WHAT IS NEEDED: Copy every line from the records below that holds the word "face".
┌────────
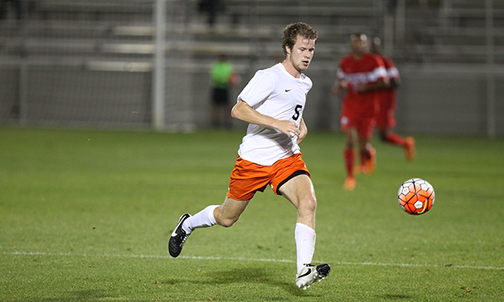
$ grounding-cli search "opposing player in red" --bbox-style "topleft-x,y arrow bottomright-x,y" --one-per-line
333,33 -> 388,190
370,37 -> 415,161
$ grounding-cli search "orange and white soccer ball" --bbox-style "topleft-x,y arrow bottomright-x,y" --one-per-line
398,178 -> 435,215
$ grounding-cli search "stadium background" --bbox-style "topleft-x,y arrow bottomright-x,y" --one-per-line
0,0 -> 502,136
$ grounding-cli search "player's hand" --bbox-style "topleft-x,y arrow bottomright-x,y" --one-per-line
297,125 -> 307,144
274,120 -> 300,138
333,81 -> 347,96
356,83 -> 367,93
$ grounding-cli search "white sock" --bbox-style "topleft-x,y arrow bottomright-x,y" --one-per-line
295,223 -> 316,274
182,205 -> 218,234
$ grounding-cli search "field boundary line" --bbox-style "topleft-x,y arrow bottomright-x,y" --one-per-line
3,251 -> 504,271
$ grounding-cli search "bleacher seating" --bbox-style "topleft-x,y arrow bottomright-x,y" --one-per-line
394,2 -> 504,64
2,1 -> 504,69
36,0 -> 152,22
225,0 -> 378,27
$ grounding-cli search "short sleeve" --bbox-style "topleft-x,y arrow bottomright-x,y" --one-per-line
237,71 -> 275,107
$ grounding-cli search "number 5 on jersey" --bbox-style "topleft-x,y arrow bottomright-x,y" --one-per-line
292,105 -> 303,121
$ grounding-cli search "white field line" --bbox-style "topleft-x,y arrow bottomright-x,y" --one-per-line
3,251 -> 504,271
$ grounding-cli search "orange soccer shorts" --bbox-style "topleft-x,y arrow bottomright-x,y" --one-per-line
226,153 -> 310,201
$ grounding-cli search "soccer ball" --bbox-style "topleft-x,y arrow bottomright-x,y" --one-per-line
397,178 -> 435,215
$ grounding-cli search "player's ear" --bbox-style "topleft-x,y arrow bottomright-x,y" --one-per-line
285,45 -> 291,55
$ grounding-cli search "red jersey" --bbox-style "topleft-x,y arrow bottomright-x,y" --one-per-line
378,56 -> 399,106
337,53 -> 387,118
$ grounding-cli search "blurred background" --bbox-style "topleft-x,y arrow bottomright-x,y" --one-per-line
0,0 -> 502,136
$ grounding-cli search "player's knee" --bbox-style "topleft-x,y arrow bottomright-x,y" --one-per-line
345,138 -> 356,149
299,195 -> 317,214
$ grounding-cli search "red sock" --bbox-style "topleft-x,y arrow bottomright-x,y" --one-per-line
385,132 -> 407,147
344,148 -> 354,177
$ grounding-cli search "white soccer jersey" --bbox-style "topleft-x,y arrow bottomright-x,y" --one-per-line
236,63 -> 312,166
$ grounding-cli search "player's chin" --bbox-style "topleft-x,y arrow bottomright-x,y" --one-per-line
298,63 -> 310,71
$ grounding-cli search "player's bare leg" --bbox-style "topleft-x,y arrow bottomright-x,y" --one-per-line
213,197 -> 250,227
169,197 -> 250,257
280,174 -> 316,228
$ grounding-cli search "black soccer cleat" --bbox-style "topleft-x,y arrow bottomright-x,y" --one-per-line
168,213 -> 191,257
295,263 -> 331,290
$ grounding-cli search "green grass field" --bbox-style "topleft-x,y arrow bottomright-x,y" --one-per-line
1,126 -> 503,301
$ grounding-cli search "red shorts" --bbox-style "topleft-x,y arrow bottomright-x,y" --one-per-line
340,99 -> 377,139
227,153 -> 310,201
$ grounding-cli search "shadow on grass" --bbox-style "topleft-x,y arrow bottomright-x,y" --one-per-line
162,266 -> 324,298
15,290 -> 110,302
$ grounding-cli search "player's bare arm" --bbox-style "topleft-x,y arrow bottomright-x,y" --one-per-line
332,79 -> 347,96
231,99 -> 300,137
297,118 -> 308,144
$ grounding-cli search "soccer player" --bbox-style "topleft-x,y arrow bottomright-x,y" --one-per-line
370,37 -> 415,161
209,53 -> 236,128
169,22 -> 330,290
333,33 -> 388,190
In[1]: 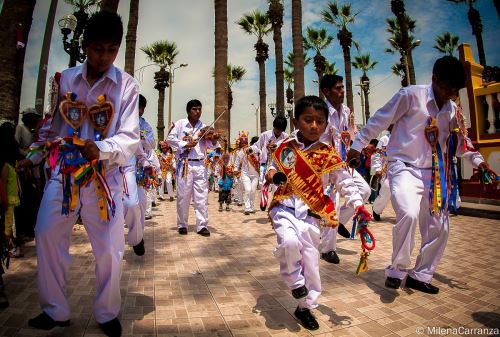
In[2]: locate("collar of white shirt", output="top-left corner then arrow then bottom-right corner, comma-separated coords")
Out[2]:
78,61 -> 118,85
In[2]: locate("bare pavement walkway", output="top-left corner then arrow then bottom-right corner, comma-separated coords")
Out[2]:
1,192 -> 499,337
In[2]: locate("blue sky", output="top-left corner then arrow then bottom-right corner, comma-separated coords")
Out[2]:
12,0 -> 500,140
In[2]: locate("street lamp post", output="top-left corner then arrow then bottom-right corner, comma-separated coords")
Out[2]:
167,63 -> 188,127
285,103 -> 294,132
268,103 -> 276,117
58,7 -> 88,67
251,103 -> 259,136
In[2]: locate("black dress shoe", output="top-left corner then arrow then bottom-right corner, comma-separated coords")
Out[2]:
291,285 -> 308,299
169,197 -> 174,202
373,210 -> 381,221
405,276 -> 439,294
133,239 -> 145,256
98,317 -> 122,337
178,227 -> 188,235
321,250 -> 340,264
294,307 -> 319,330
337,223 -> 351,238
28,312 -> 70,330
385,277 -> 401,289
197,227 -> 210,237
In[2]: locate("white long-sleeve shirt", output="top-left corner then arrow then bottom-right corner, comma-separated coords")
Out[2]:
166,118 -> 217,160
255,129 -> 288,164
320,102 -> 356,154
234,146 -> 260,176
128,116 -> 156,167
29,62 -> 140,173
351,84 -> 484,169
270,132 -> 363,221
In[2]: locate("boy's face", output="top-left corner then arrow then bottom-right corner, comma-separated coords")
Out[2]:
322,81 -> 344,106
432,74 -> 459,103
187,106 -> 202,121
293,106 -> 327,143
273,127 -> 283,138
85,41 -> 120,73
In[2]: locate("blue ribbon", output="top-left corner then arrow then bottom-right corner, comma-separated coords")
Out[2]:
447,132 -> 459,212
436,143 -> 447,212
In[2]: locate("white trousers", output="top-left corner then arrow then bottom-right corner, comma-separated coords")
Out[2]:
373,176 -> 391,215
176,161 -> 209,232
232,177 -> 243,203
122,166 -> 146,246
35,173 -> 124,323
241,173 -> 258,212
145,188 -> 156,217
159,171 -> 175,199
386,160 -> 449,283
319,169 -> 370,253
270,206 -> 321,310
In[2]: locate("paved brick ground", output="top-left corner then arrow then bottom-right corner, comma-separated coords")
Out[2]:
1,192 -> 499,336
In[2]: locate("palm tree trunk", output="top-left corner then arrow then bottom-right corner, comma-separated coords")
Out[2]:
99,0 -> 120,12
364,89 -> 370,124
270,0 -> 285,117
157,87 -> 166,140
35,0 -> 58,115
124,0 -> 139,75
214,0 -> 229,137
468,4 -> 486,66
291,0 -> 304,102
391,0 -> 412,84
258,61 -> 267,133
317,71 -> 324,99
0,0 -> 36,122
342,43 -> 354,112
407,50 -> 416,85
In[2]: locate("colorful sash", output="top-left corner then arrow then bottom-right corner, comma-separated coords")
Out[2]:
425,118 -> 447,215
246,148 -> 260,173
340,127 -> 350,161
270,139 -> 345,226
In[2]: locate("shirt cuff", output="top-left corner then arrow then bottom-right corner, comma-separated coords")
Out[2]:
95,140 -> 112,161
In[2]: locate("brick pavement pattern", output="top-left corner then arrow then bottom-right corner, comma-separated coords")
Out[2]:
1,192 -> 499,336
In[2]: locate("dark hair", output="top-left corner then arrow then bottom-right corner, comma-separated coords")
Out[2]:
432,56 -> 466,89
369,139 -> 379,146
250,136 -> 259,145
294,96 -> 329,120
139,94 -> 147,108
186,99 -> 202,112
320,74 -> 344,90
82,11 -> 123,48
272,116 -> 288,132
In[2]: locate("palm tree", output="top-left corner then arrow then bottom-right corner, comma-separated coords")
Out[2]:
352,53 -> 377,123
292,0 -> 305,103
141,41 -> 179,140
385,16 -> 420,86
322,1 -> 358,112
303,26 -> 334,99
227,65 -> 246,137
0,0 -> 36,122
237,10 -> 272,132
284,51 -> 311,105
268,0 -> 285,117
390,0 -> 413,83
448,0 -> 486,66
324,60 -> 339,75
35,0 -> 59,114
214,0 -> 229,137
433,32 -> 460,56
391,63 -> 407,87
99,0 -> 119,12
124,0 -> 139,75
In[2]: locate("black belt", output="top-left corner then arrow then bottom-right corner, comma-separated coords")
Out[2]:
286,206 -> 321,220
188,158 -> 202,162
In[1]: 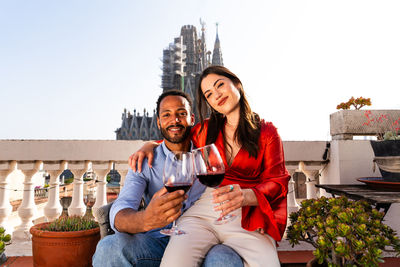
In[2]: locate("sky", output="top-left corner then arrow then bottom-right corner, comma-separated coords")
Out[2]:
1,0 -> 399,141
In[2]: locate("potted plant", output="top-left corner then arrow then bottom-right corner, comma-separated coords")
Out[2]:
287,196 -> 400,267
332,97 -> 400,181
331,96 -> 399,138
30,215 -> 100,267
0,227 -> 11,265
364,110 -> 400,181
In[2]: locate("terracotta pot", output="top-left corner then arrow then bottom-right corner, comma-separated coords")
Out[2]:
30,222 -> 100,267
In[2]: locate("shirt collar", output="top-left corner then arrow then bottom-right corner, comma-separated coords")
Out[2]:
160,141 -> 194,157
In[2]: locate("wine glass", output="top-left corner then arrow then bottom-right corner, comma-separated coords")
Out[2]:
192,144 -> 236,224
160,151 -> 194,236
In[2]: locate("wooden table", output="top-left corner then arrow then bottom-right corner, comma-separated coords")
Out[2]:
316,184 -> 400,215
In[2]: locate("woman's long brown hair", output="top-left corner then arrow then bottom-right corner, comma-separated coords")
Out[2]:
197,65 -> 261,158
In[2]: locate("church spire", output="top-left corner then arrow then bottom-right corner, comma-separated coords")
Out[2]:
211,23 -> 223,66
199,18 -> 208,69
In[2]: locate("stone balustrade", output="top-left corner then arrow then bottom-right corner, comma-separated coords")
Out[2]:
2,138 -> 398,247
0,140 -> 144,241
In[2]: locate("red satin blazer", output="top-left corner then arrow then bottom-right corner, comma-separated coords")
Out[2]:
191,119 -> 290,241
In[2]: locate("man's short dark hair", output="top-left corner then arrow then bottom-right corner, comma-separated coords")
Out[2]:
156,90 -> 193,117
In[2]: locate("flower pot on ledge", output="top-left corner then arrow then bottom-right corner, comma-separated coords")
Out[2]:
330,110 -> 400,140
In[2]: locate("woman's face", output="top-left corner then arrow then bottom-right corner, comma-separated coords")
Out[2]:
200,73 -> 241,116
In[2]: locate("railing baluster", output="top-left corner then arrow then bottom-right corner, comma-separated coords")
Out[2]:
68,161 -> 89,217
13,160 -> 42,241
287,169 -> 300,213
283,168 -> 300,238
0,161 -> 16,229
43,161 -> 67,222
115,161 -> 129,191
299,161 -> 320,199
92,161 -> 113,221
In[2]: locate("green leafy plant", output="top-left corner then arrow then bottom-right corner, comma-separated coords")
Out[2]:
64,177 -> 74,184
287,196 -> 400,266
40,216 -> 98,232
0,227 -> 11,254
383,131 -> 400,140
336,96 -> 371,110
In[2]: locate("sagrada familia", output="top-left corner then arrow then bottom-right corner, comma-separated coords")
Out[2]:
115,21 -> 224,140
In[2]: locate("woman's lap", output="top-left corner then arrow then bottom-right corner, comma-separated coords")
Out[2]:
161,188 -> 280,267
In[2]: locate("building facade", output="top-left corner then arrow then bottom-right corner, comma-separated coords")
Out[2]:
116,22 -> 223,140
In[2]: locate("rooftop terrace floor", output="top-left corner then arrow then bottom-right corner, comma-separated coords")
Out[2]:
3,254 -> 400,267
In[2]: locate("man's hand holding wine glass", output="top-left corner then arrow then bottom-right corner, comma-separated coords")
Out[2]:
141,187 -> 187,231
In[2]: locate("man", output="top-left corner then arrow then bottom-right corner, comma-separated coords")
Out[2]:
93,90 -> 243,267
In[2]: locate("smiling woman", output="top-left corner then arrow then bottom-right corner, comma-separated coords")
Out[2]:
201,74 -> 241,118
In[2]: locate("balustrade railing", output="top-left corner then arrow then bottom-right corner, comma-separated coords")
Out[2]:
0,140 -> 348,244
0,159 -> 130,241
0,140 -> 143,241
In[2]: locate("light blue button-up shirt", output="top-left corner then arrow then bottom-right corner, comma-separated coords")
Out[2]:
110,141 -> 206,237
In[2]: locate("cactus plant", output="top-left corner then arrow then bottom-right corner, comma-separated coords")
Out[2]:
30,215 -> 100,267
39,215 -> 98,232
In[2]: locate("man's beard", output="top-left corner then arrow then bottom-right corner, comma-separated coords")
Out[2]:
160,124 -> 192,144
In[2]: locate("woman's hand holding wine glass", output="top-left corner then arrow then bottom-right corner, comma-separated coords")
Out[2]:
193,144 -> 237,224
212,184 -> 245,217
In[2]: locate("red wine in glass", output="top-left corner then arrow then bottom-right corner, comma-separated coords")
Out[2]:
165,183 -> 192,193
160,151 -> 194,236
196,173 -> 225,188
193,144 -> 236,224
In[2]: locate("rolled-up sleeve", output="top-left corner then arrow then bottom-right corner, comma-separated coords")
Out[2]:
109,169 -> 148,233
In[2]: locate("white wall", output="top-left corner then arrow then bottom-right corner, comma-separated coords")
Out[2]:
322,139 -> 380,184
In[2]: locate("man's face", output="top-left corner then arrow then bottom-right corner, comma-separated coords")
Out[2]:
157,95 -> 194,144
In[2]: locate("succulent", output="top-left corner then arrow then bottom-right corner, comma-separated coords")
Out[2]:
287,196 -> 400,267
336,97 -> 371,110
40,216 -> 98,232
383,131 -> 400,141
0,227 -> 11,254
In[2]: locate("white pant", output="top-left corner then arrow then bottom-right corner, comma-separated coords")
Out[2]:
160,188 -> 280,267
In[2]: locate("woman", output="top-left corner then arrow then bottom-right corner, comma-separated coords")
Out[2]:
131,66 -> 290,267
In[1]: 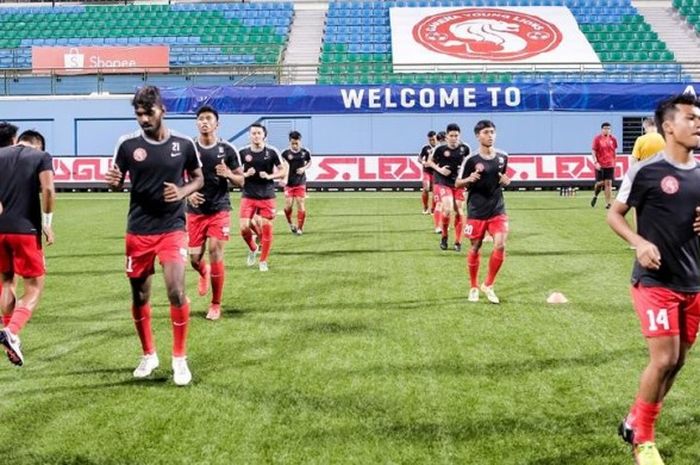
└────────
ANSWER:
In[2]: locate("boy's face", output="top-left corner then arrow then bottom-right corner, comma-separated coords")
In[2]: locate("woman's face", output="top-left corner then arrow then bottom-right corner, comma-separated coords")
In[2]: locate("man's face", output="top-left corner then arrow then bottom-right corner, comma-separated coords")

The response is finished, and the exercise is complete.